_Dataset content_
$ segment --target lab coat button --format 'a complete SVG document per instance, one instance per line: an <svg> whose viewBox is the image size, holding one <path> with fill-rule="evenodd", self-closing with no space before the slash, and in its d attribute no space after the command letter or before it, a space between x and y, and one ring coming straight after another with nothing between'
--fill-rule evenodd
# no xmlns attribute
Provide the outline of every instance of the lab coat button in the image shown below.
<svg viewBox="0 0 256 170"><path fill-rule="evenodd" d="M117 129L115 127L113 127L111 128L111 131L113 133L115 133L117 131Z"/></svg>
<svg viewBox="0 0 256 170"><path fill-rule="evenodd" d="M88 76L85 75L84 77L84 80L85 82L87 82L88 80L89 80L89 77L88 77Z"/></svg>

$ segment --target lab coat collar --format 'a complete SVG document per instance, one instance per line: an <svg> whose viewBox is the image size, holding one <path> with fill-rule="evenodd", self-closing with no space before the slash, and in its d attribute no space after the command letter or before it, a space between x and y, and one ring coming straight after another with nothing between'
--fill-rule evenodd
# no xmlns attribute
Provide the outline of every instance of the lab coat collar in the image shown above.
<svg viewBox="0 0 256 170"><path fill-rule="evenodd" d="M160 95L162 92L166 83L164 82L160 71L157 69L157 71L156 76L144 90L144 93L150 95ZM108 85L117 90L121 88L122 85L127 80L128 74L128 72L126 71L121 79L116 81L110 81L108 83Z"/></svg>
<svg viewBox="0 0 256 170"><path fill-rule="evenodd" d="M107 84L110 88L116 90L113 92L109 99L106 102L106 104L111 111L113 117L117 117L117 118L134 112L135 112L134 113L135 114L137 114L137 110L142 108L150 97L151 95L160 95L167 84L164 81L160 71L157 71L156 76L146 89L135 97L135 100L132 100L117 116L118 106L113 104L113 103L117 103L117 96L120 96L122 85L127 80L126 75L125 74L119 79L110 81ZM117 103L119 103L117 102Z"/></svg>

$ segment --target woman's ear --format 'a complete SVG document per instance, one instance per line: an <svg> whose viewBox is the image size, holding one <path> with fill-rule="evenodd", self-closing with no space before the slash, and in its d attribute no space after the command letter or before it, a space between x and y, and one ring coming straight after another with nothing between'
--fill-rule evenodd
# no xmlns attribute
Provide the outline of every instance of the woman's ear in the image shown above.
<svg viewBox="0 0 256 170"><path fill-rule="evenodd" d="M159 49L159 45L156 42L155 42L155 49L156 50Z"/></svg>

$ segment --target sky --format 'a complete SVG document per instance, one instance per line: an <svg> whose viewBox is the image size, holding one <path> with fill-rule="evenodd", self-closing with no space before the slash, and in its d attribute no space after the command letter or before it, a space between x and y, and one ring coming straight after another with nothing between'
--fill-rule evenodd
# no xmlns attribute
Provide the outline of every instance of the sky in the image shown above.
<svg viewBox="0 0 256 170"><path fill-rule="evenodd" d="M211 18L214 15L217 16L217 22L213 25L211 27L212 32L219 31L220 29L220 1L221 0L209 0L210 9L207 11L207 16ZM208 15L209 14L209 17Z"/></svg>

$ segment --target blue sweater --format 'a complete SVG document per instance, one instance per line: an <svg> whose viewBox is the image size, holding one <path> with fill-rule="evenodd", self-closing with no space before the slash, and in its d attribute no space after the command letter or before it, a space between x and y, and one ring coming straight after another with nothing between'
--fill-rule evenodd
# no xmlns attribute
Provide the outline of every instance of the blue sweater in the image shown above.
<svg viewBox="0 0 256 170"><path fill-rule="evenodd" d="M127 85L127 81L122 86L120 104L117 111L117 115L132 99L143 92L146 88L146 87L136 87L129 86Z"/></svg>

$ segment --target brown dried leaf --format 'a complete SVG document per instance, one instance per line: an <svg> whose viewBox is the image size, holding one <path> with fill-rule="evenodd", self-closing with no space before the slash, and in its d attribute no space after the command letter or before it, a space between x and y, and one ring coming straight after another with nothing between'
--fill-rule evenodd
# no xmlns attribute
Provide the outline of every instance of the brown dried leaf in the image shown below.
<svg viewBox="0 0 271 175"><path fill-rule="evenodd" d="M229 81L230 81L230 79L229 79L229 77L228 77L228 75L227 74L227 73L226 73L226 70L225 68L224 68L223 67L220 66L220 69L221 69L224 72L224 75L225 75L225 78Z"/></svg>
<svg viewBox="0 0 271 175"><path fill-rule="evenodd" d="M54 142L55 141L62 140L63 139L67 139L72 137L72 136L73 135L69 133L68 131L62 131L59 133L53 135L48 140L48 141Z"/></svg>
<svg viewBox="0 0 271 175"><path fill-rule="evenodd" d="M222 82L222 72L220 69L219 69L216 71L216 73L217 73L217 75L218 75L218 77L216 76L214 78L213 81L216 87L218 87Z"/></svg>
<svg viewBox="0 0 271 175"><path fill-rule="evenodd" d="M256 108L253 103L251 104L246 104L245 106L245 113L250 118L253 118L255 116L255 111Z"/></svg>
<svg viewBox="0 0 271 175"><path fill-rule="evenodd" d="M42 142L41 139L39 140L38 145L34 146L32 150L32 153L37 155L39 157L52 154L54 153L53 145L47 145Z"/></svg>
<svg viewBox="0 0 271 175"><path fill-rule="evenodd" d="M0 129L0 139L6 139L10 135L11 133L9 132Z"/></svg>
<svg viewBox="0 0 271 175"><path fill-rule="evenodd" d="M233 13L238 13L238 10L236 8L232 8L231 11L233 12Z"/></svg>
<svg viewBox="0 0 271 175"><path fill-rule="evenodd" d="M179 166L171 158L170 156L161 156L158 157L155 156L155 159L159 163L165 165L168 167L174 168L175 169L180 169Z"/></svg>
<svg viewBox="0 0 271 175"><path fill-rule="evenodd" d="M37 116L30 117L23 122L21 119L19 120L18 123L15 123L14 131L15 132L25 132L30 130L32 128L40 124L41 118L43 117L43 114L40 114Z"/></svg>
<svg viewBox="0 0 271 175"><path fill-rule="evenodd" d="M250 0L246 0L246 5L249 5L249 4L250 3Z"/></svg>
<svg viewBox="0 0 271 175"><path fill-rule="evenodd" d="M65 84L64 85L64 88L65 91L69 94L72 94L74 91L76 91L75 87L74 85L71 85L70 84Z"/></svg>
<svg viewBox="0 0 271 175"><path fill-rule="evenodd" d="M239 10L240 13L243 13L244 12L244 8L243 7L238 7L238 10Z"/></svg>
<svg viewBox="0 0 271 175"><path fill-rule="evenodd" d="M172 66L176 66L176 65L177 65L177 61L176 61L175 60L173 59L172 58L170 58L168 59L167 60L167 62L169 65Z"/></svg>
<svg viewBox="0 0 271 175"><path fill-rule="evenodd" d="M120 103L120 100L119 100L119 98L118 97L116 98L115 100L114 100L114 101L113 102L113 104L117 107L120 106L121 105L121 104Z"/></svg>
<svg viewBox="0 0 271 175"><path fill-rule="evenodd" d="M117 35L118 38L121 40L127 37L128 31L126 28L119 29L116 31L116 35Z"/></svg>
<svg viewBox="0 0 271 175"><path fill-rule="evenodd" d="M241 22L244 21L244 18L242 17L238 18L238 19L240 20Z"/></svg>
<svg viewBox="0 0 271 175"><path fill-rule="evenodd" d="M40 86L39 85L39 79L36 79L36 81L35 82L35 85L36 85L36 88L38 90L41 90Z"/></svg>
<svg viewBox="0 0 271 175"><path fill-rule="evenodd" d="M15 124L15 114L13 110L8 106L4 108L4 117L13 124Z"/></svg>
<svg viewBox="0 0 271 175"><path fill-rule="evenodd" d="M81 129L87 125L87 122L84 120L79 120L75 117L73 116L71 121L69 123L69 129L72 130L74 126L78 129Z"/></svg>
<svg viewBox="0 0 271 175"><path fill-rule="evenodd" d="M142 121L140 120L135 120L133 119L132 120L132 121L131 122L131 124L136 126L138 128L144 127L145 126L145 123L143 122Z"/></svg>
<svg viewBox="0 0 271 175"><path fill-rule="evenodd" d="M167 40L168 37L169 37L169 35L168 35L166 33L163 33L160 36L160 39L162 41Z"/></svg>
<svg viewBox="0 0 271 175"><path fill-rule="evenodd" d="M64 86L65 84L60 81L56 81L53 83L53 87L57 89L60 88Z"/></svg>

_Exercise_
Please lay out the stretch from the start of the rows through the line containing "129L115 127L113 127L111" as a JSON list of strings, one string per line, with blank lines left out.

_Task result_
[
  "$ segment --target lab coat button --format 'a complete SVG document per instance, one instance per line: an <svg> whose viewBox is the image size, holding one <path> with fill-rule=\"evenodd\", self-closing with no space before the slash, and in its d attribute no space after the command letter or before it, a space between x and y, and one ring coming straight after another with nothing between'",
  "--fill-rule evenodd",
  "# no xmlns attribute",
  "Provide the outline of every instance of the lab coat button in the image shown below.",
  "<svg viewBox=\"0 0 256 170\"><path fill-rule=\"evenodd\" d=\"M117 129L115 127L113 127L111 128L111 131L113 133L115 133L117 131Z\"/></svg>"
]